*TEXT TO READ*.
We review a district court’s grant of a motion for summary judgment de novo, applying the same standard as the district court. Moss v. BMC Software, Inc., 610 F.3d 917, 921 (5th Cir. 2010). Summary judgment is appropriate “if the movant shows that there is no genuine dispute as to any material fact and the movant is entitled to judgment as a matter of law.” Fed. R. Civ. P. 56(a). Mere conclusory allegations are insufficient to defeat a motion for summary judgment. Moss, 610 F.3d at 921.
The district court’s grant of summary judgment for Wal-Mart as to all of Jennings’ claims was premised on Wal-Mart’s presentation of a wholly neutral rationale for Jennings’ dismissal. That is, Jennings had recently received her fourth disciplinary notice (“Coaching,” in Wal-Mart’s corporate parlance) based on unexcused absence. And, as a matter of its internal Coaching for Improvement Policy, Wal-Mart automatically fires an employee who receive a fourth Coaching within twelve months of the date of the third Coaching. At her deposition, Jennings stated that she was unaware of this internal Wal-Mart discipline policy.
Against this backdrop of Wal-Mart’s facially neutral Coaching for Improvement Policy, the district court found that Jennings had not presented sufficient evidence so as to substantiate any of her claims and present any genuine issues of material fact. We are persuaded that the district court was correct to grant summary judgment for Wal-Mart as to all claims. And on appeal, Jennings presents no new facts or arguments to suggest anything to the contrary. We will not, absent any proof, “assume that the nonmoving party could or would prove the necessary facts.” McCallum Highlands, Ltd. v. Wash. Capital Dus, Inc., 66 F.3d 89, 92 (5th Cir. 1995).

*DATASET EXTRACT*.
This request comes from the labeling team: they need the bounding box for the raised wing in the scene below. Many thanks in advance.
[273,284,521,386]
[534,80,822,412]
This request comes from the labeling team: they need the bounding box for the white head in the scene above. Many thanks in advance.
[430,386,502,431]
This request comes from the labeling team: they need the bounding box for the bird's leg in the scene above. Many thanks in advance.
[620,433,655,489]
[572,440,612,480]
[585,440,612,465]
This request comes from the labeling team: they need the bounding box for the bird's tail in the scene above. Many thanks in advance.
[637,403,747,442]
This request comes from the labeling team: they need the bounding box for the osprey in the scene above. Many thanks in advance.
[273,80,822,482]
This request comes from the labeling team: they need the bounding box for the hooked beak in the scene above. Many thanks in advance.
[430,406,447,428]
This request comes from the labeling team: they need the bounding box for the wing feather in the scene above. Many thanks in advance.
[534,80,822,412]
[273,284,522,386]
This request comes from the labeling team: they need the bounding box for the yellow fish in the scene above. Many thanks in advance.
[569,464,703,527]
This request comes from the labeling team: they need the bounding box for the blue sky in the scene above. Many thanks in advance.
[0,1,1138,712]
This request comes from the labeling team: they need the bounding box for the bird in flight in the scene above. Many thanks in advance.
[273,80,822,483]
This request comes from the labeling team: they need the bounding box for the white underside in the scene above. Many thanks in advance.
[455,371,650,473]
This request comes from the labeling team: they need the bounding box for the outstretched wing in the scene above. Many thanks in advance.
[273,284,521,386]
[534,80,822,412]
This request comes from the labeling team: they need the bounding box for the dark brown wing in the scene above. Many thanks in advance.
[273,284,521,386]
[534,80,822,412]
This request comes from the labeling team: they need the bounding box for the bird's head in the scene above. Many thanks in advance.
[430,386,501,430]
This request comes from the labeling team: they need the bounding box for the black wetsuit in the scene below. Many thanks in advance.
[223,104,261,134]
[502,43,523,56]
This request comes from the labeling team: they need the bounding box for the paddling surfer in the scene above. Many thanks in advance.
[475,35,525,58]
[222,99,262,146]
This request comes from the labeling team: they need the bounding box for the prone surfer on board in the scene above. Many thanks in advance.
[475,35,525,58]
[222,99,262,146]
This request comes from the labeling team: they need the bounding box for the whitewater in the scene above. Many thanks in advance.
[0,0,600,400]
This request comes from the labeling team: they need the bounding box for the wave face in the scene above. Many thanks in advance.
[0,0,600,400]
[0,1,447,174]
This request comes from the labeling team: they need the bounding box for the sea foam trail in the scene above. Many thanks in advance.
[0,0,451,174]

*SHORT PROBLEM A*.
Restate the court opinion starting with "The district court’s" and going on through "Wal-Mart discipline policy.", substituting "hearing" for "deposition".
*SHORT PROBLEM B*.
Decide whether each statement agrees with the court opinion. Answer yes or no for each and quote the deciding words. (i) Wal-Mart automatically fires an employee who receives a fourth Coaching within twelve months of the third. (ii) Jennings stated at her deposition that she knew of the discipline policy. (iii) On appeal, Jennings offered new facts to challenge the ruling.

*WRITTEN SOLUTION A*.
The district court’s grant of summary judgment for Wal-Mart as to all of Jennings’ claims was premised on Wal-Mart’s presentation of a wholly neutral rationale for Jennings’ dismissal. That is, Jennings had recently received her fourth disciplinary notice (“Coaching,” in Wal-Mart’s corporate parlance) based on unexcused absence. And, as a matter of its internal Coaching for Improvement Policy, Wal-Mart automatically fires an employee who receive a fourth Coaching within twelve months of the date of the third Coaching. At her hearing, Jennings stated that she was unaware of this internal Wal-Mart discipline policy.

*WRITTEN SOLUTION B*.
(i) Yes: "Wal-Mart automatically fires an employee who receive a fourth Coaching within twelve months of the date of the third Coaching."
(ii) No: "Jennings stated that she was unaware of this internal Wal-Mart discipline policy."
(iii) No: "Jennings presents no new facts or arguments to suggest anything to the contrary."